[数据集记录]
┏━━
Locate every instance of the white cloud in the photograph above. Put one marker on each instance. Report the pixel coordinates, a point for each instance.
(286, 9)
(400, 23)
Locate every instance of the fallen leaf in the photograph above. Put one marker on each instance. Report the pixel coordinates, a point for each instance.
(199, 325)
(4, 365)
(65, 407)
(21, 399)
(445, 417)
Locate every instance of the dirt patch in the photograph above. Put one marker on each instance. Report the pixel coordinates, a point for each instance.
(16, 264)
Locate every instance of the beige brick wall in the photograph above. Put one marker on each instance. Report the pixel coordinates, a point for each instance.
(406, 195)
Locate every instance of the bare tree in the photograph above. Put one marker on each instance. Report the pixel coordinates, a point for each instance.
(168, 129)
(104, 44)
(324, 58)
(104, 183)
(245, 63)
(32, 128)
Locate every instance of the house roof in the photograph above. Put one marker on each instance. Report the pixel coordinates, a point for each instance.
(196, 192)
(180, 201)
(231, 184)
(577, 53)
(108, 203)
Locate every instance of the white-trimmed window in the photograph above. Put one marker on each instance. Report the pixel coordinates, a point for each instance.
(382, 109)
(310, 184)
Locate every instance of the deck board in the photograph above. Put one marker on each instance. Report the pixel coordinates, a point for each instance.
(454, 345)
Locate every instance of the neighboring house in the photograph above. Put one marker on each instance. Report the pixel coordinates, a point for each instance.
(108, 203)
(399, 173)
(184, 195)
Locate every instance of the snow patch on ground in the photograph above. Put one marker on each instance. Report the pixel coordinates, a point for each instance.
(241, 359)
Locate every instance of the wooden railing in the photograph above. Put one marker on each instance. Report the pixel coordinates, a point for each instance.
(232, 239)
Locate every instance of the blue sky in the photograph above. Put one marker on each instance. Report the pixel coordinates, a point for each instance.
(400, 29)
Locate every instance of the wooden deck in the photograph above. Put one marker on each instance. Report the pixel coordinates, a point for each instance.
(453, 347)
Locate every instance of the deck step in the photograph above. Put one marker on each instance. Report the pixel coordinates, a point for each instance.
┗━━
- **要做的题**: 从包含"Locate every instance of the deck board"的那一行开始，到上面数据的最后一行结束，把这些行一字不改地照抄一遍。

- **最终答案**:
Locate every instance of the deck board in the photograph above. Put one marker on each instance. Report the pixel coordinates, a point for each instance.
(454, 345)
Locate every instance of the neighboring house in the photograph above. Put one marker on each instance. Report the pixel coordinates, a point for each instance.
(108, 203)
(399, 173)
(184, 195)
Locate every instance of the snow patch on ground in the photograph above. Put one marker on each instance. Report the pixel coordinates, a point for each instance.
(241, 359)
Locate every instance of the wooden railing in the photograph above. Put one marker on each instance. Report the pixel coordinates, a point for each instance.
(232, 239)
Locate every instance of the blue sky in the photograph above. Put one marker on each instance. Report the pixel coordinates, a point for each instance.
(400, 29)
Locate every instance of the wooden deck in the photograph above. Put one marker on each instance. Report the pixel coordinates, a point for each instance.
(453, 347)
Locate every instance of the deck step in the photograph above. Put one marker on each instance. Report the pixel coordinates, a point for each instance.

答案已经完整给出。